> WORK TO COMPLETE
Each of the lines below must be retyped character for character.

[Entries taken from a collection]
# # # # # # #

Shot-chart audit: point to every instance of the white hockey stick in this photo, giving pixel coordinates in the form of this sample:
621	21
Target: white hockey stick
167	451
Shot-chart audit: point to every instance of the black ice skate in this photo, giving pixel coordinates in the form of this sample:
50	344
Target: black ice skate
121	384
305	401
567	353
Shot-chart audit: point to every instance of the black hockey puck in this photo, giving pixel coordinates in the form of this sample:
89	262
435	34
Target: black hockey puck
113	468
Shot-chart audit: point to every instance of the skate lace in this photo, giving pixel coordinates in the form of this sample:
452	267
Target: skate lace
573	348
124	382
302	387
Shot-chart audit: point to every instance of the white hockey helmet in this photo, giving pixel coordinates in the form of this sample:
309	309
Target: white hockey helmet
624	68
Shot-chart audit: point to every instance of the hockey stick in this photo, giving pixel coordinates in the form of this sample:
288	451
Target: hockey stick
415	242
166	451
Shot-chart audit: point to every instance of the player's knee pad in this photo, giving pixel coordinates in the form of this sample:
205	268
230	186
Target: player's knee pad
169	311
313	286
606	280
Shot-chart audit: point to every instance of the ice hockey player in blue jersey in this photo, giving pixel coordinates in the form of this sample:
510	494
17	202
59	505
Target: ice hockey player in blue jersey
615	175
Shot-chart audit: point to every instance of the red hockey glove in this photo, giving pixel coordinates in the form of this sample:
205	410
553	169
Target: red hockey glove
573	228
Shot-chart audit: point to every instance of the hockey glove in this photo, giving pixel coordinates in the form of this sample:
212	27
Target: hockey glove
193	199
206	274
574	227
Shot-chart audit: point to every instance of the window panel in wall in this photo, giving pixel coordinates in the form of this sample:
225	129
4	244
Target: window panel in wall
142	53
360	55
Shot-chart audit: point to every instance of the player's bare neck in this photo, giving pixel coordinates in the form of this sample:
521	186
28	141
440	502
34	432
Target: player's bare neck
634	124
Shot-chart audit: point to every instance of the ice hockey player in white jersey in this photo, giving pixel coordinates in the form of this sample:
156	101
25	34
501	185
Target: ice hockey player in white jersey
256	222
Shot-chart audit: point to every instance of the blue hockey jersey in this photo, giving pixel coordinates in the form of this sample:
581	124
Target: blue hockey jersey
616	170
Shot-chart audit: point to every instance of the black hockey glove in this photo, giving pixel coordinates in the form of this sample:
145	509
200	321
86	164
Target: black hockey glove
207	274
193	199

# # # # # # #

> FINISHED EXERCISE
Shot-chart audit: point to every instance of the white hockey stick in this photo, giving pixel coordinates in the form of this sample:
621	21
Target: white hockey stick
167	451
Shot-chart audit: point to every instance of the black ice skate in this photo, giving pixel coordinates in the form of this sample:
50	344
Target: black ice skate
121	384
305	401
567	353
Shot-chart audit: point to every instance of the black hockey puck in this photo, giving pixel coordinates in the form of this sample:
89	262
435	34
Target: black hockey puck
113	468
Shot-chart audit: point to every instance of the skate lace in this photo, giving pixel coordinates in the form of this sample:
452	267
Target: skate lace
573	348
124	382
302	387
Shot-chart audit: point to every instance of the white hockey helmet in this photo, giving pixel coordinates in the form of this sample:
309	309
Target: white hockey helmet
624	68
Shot-chart audit: point to every instance of the hockey stick in this photo, giving pixel coordinates in the form of this sample:
288	451
Target: hockey stick
415	242
166	451
Shot-chart audit: point to every instance of the player's knee pad in this photo, giving pixel coordinates in the form of this sample:
205	268
230	186
Target: player's knee pad
169	311
313	286
606	280
Shot-chart audit: point to every instance of the ice hockey player in blue jersey in this photo, giving pixel coordinates in the form of this sample:
510	494
17	202
59	505
Target: ice hockey player in blue jersey
615	175
Shot-chart audit: point to every instance of the red hockey glove in this photo, giving pixel coordinates in the form of this sample:
205	410
553	169
Target: red hockey glove
573	228
Shot-chart audit: point to every instance of the hockey glove in this photo, giving pixel coordinates in the form of this sample:
212	27
Target: hockey glove
193	199
206	274
574	227
Shot-chart audit: point to every instance of the window panel in wall in this photo, giving pixel coordinates in the form of this sample:
225	129
4	244
Target: window panel in wall
142	53
360	55
Shot-chart audit: point to every instance of the player's bare neck in this photo, giving pixel coordinates in the form of this sample:
521	186
28	141
440	502
34	432
Target: player's bare neck
634	124
Shot-chart audit: point to every instance of the ice hockey player in white jersey in this photo, giving pixel coordinates in the form of this sample:
156	101
25	34
501	185
Target: ice hockey player in white jersey
256	222
Shot-chart audit: point to every instance of the blue hockey jersey in this photo, giving pixel coordinates in the form of this sample:
581	124
Target: blue hockey jersey
616	170
Shot-chart audit: point to every instance of the black hockey glove in this photo, giving pixel coordinates in the form of this sample:
145	509
200	321
86	164
Target: black hockey glove
207	274
193	199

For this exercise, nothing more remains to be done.